__Records for processing__:
============================================================

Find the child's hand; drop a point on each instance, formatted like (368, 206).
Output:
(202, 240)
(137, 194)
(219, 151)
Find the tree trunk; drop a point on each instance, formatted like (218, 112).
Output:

============================================================

__Task goal__:
Within the entries, find all lines holding "instance" and copy each one.

__Result of the exercise__:
Find the child's hand; drop a point on each instance, formatted like (368, 206).
Find the tree trunk; drop a point on each instance, formatted like (218, 112).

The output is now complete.